Object location annotation data:
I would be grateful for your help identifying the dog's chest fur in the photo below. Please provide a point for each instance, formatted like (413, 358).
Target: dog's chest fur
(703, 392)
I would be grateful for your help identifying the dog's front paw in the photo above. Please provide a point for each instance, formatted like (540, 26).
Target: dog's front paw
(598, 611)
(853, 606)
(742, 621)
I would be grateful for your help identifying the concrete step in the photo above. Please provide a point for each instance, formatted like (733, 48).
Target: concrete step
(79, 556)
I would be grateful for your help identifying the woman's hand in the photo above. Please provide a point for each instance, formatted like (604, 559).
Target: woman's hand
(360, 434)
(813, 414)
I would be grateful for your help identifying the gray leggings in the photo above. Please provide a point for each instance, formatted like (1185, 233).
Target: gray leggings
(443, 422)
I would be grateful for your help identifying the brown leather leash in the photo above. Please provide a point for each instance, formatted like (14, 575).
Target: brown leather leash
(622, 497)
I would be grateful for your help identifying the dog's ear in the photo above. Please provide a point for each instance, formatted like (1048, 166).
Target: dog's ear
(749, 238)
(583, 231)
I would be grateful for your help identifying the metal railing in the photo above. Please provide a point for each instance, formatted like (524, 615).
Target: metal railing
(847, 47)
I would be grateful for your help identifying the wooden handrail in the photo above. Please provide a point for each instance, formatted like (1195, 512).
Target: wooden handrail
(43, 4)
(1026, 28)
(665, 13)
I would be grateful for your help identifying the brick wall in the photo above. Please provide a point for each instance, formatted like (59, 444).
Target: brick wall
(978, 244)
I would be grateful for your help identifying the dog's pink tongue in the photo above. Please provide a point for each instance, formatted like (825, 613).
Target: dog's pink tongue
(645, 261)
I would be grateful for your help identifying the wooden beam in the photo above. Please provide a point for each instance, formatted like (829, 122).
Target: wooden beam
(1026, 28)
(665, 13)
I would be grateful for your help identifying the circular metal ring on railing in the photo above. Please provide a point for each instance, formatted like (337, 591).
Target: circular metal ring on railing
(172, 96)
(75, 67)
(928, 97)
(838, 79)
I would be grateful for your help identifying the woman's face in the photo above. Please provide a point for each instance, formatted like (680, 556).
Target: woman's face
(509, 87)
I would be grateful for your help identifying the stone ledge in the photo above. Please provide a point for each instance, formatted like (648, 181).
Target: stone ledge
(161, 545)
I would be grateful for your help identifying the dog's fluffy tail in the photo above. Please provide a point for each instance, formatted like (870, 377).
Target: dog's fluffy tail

PROBLEM REQUIREMENTS: Please rewrite the lines above as a Markdown table with two columns, Row and Line, giving each line its own row number and leaving out any blank lines.

EXERCISE RESPONSE:
| Row | Line |
|---|---|
| 1 | I would be grateful for your help identifying the dog's chest fur in the photo below. Please provide a point for each instance, formatted like (413, 358). |
| 2 | Target: dog's chest fur |
| 3 | (703, 392) |
| 4 | I would be grateful for your help identifying the dog's front paw in the photo above. Please provide a point for each instance, formatted like (540, 26). |
| 5 | Target: dog's front paw |
| 6 | (598, 611) |
| 7 | (853, 606) |
| 8 | (742, 621) |
| 9 | I would be grateful for your help identifying the concrete step in the photo above. Please provide a point for each instance, formatted like (733, 48). |
| 10 | Target: concrete step |
| 11 | (79, 556) |
| 12 | I would be grateful for your help identifying the woman's hand in the photo above. Please provide a point for each instance, formatted like (604, 559). |
| 13 | Target: woman's hand |
| 14 | (360, 434) |
| 15 | (813, 414) |
| 16 | I would be grateful for your help identifying the gray leggings in the photo above. Please provide a point for each instance, formatted like (1185, 233). |
| 17 | Target: gray leggings |
| 18 | (443, 422) |
| 19 | I would be grateful for your help identifying the brown leather leash in the photo above. Please provide a point for each instance, formatted like (14, 575). |
| 20 | Target: brown leather leash |
| 21 | (622, 497) |
| 22 | I would be grateful for your help identifying the dog's ear in the photo above. Please provide a point for each instance, formatted like (1048, 166). |
| 23 | Target: dog's ear |
| 24 | (749, 238) |
| 25 | (583, 231) |
| 26 | I would be grateful for your help identifying the metal railing in the photo above. Please provide a point for each instance, formatted like (524, 615). |
| 27 | Target: metal railing |
| 28 | (847, 47) |
| 29 | I would be grateful for your help identifying the wooden handrail in the photo above. Please provide a point for each instance, formatted like (1195, 512). |
| 30 | Target: wooden handrail |
| 31 | (43, 4) |
| 32 | (1026, 28) |
| 33 | (665, 13) |
| 34 | I would be grateful for your help identifying the brick wall in the photo above. Please provide a point for each instance, formatted like (59, 444). |
| 35 | Target: brick wall |
| 36 | (978, 244) |
| 37 | I would be grateful for your help identifying the dog's pink tongue in the photo above. Please provide a point for each instance, formatted like (825, 613). |
| 38 | Target: dog's pink tongue |
| 39 | (645, 261) |
| 40 | I would be grateful for your help identifying the wooden beam in the photo above. Please provide a point for each instance, formatted like (829, 122). |
| 41 | Target: wooden beam |
| 42 | (1026, 28) |
| 43 | (665, 13) |
| 44 | I would be grateful for your help identifying the circular metal ring on railing in the photo above. Please provide a point for each instance, formatted like (337, 591). |
| 45 | Target: circular metal ring on railing |
| 46 | (172, 96) |
| 47 | (75, 67) |
| 48 | (928, 97) |
| 49 | (838, 79) |
| 50 | I would be grateful for your help identifying the woman's face in the photo above. Please provide a point for each instance, formatted like (680, 556). |
| 51 | Target: woman's face |
| 52 | (509, 87) |
| 53 | I would be grateful for your help identifying the stone ledge in the photo above. Please provide a point for each instance, formatted like (648, 181). |
| 54 | Target: stone ledge |
| 55 | (161, 545) |
| 56 | I would be grateful for your help identifying the dog's fluffy tail in the photo above. Please provide a point for each instance, formatted like (870, 377). |
| 57 | Target: dog's fluffy tail |